Set down all of the entries precisely as they were written.

(Extracted information Opens)

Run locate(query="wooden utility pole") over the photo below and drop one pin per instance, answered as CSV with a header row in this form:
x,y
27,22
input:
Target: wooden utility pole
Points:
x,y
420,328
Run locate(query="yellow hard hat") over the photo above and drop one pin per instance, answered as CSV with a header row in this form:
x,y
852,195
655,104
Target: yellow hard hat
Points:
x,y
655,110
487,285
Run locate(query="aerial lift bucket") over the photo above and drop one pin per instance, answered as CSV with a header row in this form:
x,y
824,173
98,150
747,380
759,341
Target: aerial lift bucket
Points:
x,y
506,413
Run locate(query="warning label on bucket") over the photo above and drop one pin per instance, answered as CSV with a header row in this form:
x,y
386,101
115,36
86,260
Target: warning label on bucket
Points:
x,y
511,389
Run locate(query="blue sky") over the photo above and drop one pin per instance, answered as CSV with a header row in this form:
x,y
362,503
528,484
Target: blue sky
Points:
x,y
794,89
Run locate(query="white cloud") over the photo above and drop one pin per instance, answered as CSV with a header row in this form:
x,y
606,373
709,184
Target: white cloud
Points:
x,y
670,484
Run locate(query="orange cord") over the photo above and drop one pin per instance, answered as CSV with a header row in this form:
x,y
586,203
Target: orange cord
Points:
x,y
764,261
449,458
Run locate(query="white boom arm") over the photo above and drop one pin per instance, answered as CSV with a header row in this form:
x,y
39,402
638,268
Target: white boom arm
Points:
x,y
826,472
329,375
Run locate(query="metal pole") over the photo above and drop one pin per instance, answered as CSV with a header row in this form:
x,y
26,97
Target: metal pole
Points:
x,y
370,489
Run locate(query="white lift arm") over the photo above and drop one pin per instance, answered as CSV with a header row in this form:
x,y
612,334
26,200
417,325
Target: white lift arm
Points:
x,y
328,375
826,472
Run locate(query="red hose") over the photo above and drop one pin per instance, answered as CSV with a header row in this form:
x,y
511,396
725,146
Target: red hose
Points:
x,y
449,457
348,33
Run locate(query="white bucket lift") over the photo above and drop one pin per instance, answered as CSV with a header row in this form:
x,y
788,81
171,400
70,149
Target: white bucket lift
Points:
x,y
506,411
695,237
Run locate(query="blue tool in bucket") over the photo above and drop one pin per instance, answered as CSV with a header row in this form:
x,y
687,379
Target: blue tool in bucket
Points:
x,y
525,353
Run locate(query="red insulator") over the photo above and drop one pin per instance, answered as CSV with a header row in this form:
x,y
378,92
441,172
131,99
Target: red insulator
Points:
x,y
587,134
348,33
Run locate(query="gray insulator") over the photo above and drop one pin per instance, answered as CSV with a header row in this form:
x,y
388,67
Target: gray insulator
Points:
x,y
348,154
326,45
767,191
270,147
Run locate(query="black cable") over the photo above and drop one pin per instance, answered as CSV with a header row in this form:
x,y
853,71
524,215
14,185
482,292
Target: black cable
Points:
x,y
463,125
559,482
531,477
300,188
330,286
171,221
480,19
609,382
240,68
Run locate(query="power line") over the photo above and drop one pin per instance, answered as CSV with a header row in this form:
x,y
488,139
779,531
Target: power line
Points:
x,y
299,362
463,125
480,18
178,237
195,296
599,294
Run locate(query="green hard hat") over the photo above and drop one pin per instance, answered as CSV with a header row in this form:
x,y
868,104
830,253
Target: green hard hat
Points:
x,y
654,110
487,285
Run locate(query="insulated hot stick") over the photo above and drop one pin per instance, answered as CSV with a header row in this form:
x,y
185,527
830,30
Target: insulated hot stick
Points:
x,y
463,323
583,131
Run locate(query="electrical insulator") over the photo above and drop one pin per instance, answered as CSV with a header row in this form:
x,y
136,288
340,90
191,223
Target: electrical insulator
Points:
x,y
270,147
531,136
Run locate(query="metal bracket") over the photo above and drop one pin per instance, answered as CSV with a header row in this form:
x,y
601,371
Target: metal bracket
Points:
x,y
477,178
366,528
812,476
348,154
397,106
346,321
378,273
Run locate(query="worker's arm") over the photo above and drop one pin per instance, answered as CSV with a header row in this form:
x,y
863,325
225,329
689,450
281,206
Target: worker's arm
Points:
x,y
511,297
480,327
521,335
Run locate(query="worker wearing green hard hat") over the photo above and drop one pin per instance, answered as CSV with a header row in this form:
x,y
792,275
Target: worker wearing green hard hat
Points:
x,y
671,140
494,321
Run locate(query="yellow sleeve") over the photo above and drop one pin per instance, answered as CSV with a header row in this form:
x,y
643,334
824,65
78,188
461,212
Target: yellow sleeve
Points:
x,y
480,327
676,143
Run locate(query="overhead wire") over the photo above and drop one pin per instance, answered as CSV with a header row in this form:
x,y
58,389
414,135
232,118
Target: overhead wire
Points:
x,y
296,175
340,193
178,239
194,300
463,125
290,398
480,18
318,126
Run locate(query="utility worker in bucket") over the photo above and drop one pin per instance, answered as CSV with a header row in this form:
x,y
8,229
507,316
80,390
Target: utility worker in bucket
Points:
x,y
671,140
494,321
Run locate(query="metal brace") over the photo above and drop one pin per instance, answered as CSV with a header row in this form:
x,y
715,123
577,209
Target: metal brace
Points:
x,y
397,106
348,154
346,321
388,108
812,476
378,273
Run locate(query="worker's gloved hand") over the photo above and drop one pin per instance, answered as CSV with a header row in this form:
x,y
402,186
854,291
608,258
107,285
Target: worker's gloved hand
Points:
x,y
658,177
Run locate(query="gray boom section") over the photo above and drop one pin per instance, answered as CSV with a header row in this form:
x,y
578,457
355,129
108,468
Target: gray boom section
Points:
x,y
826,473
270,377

(Extracted information Closes)

§ Solution
Run locate(query="wooden utility pole") over the photo below and drop one pin per instance, answered as CSV with a header row in this form:
x,y
27,22
input:
Target: wooden utility pole
Points:
x,y
420,328
Run locate(query="yellow hard hat") over the photo above and drop one pin per instance, answered as CSV with a header row in this form:
x,y
852,195
655,104
Target: yellow hard hat
Points:
x,y
655,110
487,285
Run locate(query="aerial lift bucket") over the photo above and drop one pin per instance, answered as CSV with a header row in this form:
x,y
824,173
98,150
747,380
759,341
Target: aerial lift bucket
Points:
x,y
506,413
Run locate(query="warning label on bucket") over the photo above and drop one pin per instance, answered as CSV with a header row in this form:
x,y
386,101
115,36
86,260
Target: warning label on bucket
Points:
x,y
511,389
Run locate(query="blue sky") over the photo above and drop one pin per instance, answered as CSV with a header row in this form:
x,y
362,503
528,484
Target: blue sky
Points:
x,y
794,89
Run locate(query="white cloud") over the photo above and drop one pin per instance, answered as CSV with a header row in this form:
x,y
606,373
709,184
Target: white cloud
Points:
x,y
670,484
Run locate(query="orange cord") over the photo above and drop one pin per instance, answered as CSV with a header row in this form:
x,y
586,203
Target: orange cord
Points:
x,y
764,261
449,458
Run locate(query="white boom arm") over the photo above and drop one pin per instance, answered as CSV with a header row in this form:
x,y
39,402
638,268
Target: white boom arm
Points:
x,y
826,472
329,375
Run locate(query="metal pole") over the photo above and drop one pin per instance, answered as CSV with a header row in this form:
x,y
26,97
Target: metal pole
Points:
x,y
370,489
Run locate(query="white lift arm") over the photo above and drop one pin per instance, answered as CSV with a header row in this form:
x,y
612,334
26,200
417,325
Target: white lift arm
Points:
x,y
328,375
826,472
Run locate(query="red hose") over the photo above and drop one pin per instance, answered as CSV with a header row in this form:
x,y
511,396
725,146
Target: red hose
Points:
x,y
449,457
348,33
Run locate(query="white bucket lift") over the photo above and drop one pin per instance, answered as CSV with a header row in this form:
x,y
788,81
171,400
70,149
Target: white bucket lift
Points:
x,y
506,411
695,237
Run locate(query="blue tool in bucket") over the photo above and drop one pin per instance, answered as CSV with a header row in this form:
x,y
687,379
Target: blue tool in bucket
Points:
x,y
525,353
Run locate(query="red insulator") over the photo above and drop one pin per instance, answered as CSV with a header row in this form:
x,y
378,92
441,172
131,99
Target: red insulator
Points:
x,y
587,134
348,33
Run locate(query="gray insulator") over the photo above and drop one pin per instance, answered as CSV with a header row in this form:
x,y
388,67
Target: gray insulator
Points:
x,y
348,154
326,45
767,191
270,147
Run locate(query="black cable") over the photo above and drop one pin per instance, answered as CSV with a header row in this form:
x,y
853,71
524,215
14,185
482,292
Target: black cable
Points:
x,y
463,125
559,482
531,477
300,188
330,286
171,221
480,19
609,382
240,68
Run locate(query="power line") over the photo above and drop one pin per instance, answered as CSV with a header row in this form:
x,y
488,139
779,531
Target: power line
Points:
x,y
299,362
463,125
480,18
178,237
195,296
599,294
Run locate(query="green hard hat") over the photo above and drop one pin per instance, answered as CSV with a header row in this form:
x,y
868,104
830,253
Target: green hard hat
Points:
x,y
654,110
487,285
Run locate(query="insulated hot stick") over the photo above and drop one pin per instance, answered as CSV with a header row in this form:
x,y
185,527
830,30
Target: insulated hot stick
Points:
x,y
463,323
583,131
Run locate(query="electrical insulator") over the photo above and drop one pin per instance, answered as CSV with a header row in this form:
x,y
136,288
340,90
191,223
Target: electrical insulator
Points:
x,y
270,147
531,136
Run locate(query="metal bracket") over the photo above and drop one pin per instance, answered as CSV with a header row in this form:
x,y
601,371
Target: metal bracket
Points:
x,y
477,178
366,528
812,476
348,154
397,106
346,321
378,273
Run locate(query="worker's arm") over the photo above and drop one pin per instance, answered as CSV with a header row in this form:
x,y
863,325
225,329
689,450
281,206
Target: worker's arm
Points:
x,y
511,297
480,327
521,335
Run locate(query="worker wearing green hard hat") over the photo above and drop one pin per instance, answered as CSV with a header row in this form:
x,y
792,275
Target: worker wearing green hard hat
Points:
x,y
671,140
494,321
Run locate(query="yellow sleeve") over the photo above and drop one pin per instance, answered as CSV with a header row in this form:
x,y
643,334
824,65
78,188
461,212
Target: yellow sleeve
Points:
x,y
480,327
676,143
Run locate(query="overhead wire") over the photo above and drop one pin per instance, answered as CSV with a header row in this form:
x,y
58,389
414,135
232,118
Target: overhead wire
Points:
x,y
296,175
340,193
178,239
194,300
463,125
290,398
480,18
318,126
Run locate(query="utility worker in bucket") over the photo above and drop one pin per instance, answered as CSV with a header row in this form:
x,y
8,229
507,316
80,390
Target: utility worker in bucket
Points:
x,y
671,140
494,321
Run locate(query="metal brace") over the photo above and drop one pin per instance, answered as CSV with a header row in this form:
x,y
715,123
577,209
Target: metal brace
Points:
x,y
397,106
348,154
346,321
388,108
812,476
378,273
Run locate(query="worker's gloved hand") over the photo above and drop one pin per instance, answered as CSV with a header row in this form:
x,y
402,186
854,291
608,258
107,285
Target: worker's gloved hand
Points:
x,y
658,177
Run locate(query="gray boom section") over the photo above and drop one pin per instance, answered as CSV with a header row in this form:
x,y
578,457
355,129
108,468
Target: gray boom section
Points:
x,y
826,473
270,377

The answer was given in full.